(Task input)
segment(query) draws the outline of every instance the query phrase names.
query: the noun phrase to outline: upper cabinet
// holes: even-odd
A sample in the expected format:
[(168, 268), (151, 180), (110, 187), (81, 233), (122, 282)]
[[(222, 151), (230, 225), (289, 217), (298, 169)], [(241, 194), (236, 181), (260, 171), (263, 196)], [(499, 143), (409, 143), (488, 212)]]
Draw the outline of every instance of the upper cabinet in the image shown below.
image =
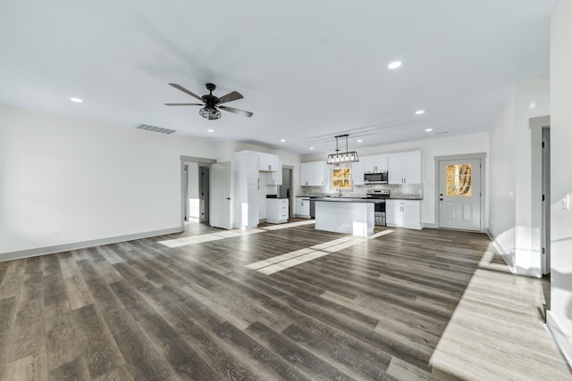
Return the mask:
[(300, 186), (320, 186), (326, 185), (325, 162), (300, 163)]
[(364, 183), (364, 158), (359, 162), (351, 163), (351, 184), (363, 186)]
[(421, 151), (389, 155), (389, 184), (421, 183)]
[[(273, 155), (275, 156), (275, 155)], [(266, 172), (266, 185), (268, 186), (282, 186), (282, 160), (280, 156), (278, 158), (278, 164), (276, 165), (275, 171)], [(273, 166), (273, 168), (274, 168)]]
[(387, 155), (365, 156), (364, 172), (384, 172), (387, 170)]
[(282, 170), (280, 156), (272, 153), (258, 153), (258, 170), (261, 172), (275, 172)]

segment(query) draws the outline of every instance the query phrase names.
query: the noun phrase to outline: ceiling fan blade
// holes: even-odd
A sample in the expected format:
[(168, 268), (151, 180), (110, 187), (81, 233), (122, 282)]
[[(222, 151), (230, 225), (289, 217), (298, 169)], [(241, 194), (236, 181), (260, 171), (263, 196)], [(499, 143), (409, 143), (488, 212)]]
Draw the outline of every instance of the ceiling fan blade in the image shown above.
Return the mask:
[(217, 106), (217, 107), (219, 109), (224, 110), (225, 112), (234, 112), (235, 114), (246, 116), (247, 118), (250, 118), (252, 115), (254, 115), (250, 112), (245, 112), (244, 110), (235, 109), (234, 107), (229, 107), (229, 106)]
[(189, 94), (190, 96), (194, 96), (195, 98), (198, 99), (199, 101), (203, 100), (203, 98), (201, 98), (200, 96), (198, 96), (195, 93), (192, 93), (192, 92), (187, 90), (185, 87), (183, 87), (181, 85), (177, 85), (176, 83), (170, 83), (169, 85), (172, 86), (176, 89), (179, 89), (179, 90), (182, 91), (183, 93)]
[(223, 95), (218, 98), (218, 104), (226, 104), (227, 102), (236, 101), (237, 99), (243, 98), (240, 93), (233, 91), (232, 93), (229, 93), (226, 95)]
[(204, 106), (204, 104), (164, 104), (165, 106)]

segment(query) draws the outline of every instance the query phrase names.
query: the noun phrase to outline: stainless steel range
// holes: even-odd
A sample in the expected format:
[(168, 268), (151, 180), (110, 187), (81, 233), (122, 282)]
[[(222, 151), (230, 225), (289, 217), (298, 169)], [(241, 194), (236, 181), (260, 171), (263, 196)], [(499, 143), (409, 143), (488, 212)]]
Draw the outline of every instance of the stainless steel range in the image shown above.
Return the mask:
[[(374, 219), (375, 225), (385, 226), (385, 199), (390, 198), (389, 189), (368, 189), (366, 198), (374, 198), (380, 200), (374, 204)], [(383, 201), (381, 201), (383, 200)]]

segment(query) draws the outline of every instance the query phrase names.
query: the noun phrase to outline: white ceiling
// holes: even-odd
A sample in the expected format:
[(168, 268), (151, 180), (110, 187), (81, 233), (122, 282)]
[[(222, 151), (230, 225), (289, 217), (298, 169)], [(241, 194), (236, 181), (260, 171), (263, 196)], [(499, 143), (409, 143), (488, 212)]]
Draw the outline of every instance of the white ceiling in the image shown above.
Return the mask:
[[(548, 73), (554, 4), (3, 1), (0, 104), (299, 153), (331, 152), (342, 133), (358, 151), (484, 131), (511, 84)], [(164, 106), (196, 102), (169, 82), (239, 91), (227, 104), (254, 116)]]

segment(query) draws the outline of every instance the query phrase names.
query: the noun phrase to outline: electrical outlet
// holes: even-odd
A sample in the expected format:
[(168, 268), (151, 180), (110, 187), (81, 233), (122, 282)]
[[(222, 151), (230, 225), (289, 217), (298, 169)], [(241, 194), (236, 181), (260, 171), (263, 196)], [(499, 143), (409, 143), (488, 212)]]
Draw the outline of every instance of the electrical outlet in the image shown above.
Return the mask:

(Stated exercise)
Pick out each line in the records that contains the word "range", and copy those lines.

(Task result)
query: the noun phrase to outline: stainless steel range
Draw the outline of every instance of the stainless steel range in the image shown above.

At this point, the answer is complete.